Suppose we combine two cells into one unit with a change in priorities to model the formation of a household. That changes things too. Not only does it affect production, it changes consumption and the nature of the equilibrium. If we let the two-cell critters add a couple of more we get even more complications.

Next we introduce the firm. One way would be to use a third dimension, so that our cells could be in one one level for their individual and household behaviors and in another for their participation in a firm, so that the production part moves to the firm. Firms would have their own production rules and their own distribution rules for gains. That introduces something more like money to mediate exchanges, and changes the rules of exchange. There would have to be model banks and model hedge funds and other aggregations of capital that would deal in meta-products like cash and stocks and bonds.

We could use other levels in the third dimension, or maybe a fourth dimension to represent participation in social groups such as governments, universities, political interest groups, Churches, bowling leagues and so on. These levels would add something more to the accumulations of the individual cells, measured in units of satisfaction, or pleasure, or other forces that motivate people. This could include negative forces like racism, hostility, and agression.

So far, the game is determinate, and does not model reality, which is contingent. To fix that, we allow the various levels to change the valuation of the objects of accumulation. To speed up the calculation, the code would use look-up tables for all the variables to determine the changes between ticks. So the various levels or dimensions could change the look-up tables in sensible ways, and occasionally in ways that aren’t so sensible. For example, the individual would change the value of some object not needed in a paired state, or needed because of “children”. The government state could change the value of the “tax”. The firm could change the valuation of the product. Or it could add a new product and set up a value. And so on. The Fed model can change interest rates. The government level could change its acquisition patterns.

Referring expression pointing data
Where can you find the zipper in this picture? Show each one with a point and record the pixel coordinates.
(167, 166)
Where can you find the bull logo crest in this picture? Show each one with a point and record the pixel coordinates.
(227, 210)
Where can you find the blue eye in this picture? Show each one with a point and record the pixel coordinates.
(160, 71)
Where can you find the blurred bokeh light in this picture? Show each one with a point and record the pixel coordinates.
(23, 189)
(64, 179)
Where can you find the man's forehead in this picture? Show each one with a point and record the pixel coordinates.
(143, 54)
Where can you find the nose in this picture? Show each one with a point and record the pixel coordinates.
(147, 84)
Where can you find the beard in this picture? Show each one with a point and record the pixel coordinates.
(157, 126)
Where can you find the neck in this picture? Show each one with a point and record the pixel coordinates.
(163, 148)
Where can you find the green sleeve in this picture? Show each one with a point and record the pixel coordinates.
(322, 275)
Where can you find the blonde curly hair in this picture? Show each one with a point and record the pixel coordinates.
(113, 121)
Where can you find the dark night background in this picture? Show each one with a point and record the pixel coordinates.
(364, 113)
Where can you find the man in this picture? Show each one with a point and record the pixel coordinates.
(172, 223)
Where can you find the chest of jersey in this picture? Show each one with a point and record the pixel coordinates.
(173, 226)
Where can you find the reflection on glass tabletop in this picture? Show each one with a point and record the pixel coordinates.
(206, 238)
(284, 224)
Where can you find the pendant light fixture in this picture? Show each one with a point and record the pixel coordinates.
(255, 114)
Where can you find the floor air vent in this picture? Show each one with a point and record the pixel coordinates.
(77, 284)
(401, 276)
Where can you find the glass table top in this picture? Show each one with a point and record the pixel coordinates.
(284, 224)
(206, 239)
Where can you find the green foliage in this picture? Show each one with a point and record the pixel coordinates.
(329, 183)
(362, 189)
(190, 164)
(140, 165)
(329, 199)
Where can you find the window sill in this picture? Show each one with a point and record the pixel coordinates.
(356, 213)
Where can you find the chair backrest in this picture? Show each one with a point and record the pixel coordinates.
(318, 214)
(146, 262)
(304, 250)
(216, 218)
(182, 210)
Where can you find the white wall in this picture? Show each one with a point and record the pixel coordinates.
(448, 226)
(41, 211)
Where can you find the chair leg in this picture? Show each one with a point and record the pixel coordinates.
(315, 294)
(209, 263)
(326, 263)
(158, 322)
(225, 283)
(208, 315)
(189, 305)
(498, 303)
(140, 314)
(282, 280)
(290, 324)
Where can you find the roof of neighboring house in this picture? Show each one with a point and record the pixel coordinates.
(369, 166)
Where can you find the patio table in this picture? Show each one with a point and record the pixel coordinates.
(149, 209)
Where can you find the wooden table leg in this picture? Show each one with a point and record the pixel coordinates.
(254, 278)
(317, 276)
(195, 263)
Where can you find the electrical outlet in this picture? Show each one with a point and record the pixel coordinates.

Task instructions |
a. In the passage about the cell-based economic model, what would the code use to speed up the calculation?
b. Print the part of the passage about the cell-based economic model that begins at the words "So far, the" and stops after the words "its acquisition patterns.".
c. Proceed with the passage about the cell-based economic model, continuing it from where it stops.
These rows come from a different source than the passage.

Answers per task |
a. It would use look-up tables for all the variables to determine the changes between ticks.

b.
So far, the game is determinate, and does not model reality, which is contingent. To fix that, we allow the various levels to change the valuation of the objects of accumulation. To speed up the calculation, the code would use look-up tables for all the variables to determine the changes between ticks. So the various levels or dimensions could change the look-up tables in sensible ways, and occasionally in ways that aren’t so sensible. For example, the individual would change the value of some object not needed in a paired state, or needed because of “children”. The government state could change the value of the “tax”. The firm could change the valuation of the product. Or it could add a new product and set up a value. And so on. The Fed model can change interest rates. The government level could change its acquisition patterns.

c.
This sketch suggests that we could create a very complicated model, with thousands of rules and calculations. But with efficient use of look-up tables, simple calculations and highly parallel operations, it’s just the kind of problem computers are good at.

To make this idea usable, there are open platforms for creation of models like this. Here’s one called Repast, and another called Swarm. And here’s a link to an exercise in modeling that raises interesting issues using Thomas Piketty’s r > g idea. Here’s a difficult article entitled Cellular Automata based Artificial Financial Market by Jingyuan Ding of Shanghai University China. The writer created a cellular automaton to model the capital markets.

Any tool can and will be misused. For example, economists could use existing theories of human behavior in constructing models. That would be a terrible mistake. The closer we get to empirically derived rules, the closer we get to a set of ideas about the economy that do not depend on assumptions like the efficient market hypothesis or that humans are solely rational utility-maximizers. A good test is whether the model produces booms and busts, common features in reality.

One good thing is that platforms like Repast and Swarm are used by modelers from other scientific fields like biology and political science. That might enable economists to learn from people outside their specialty. We can always hope.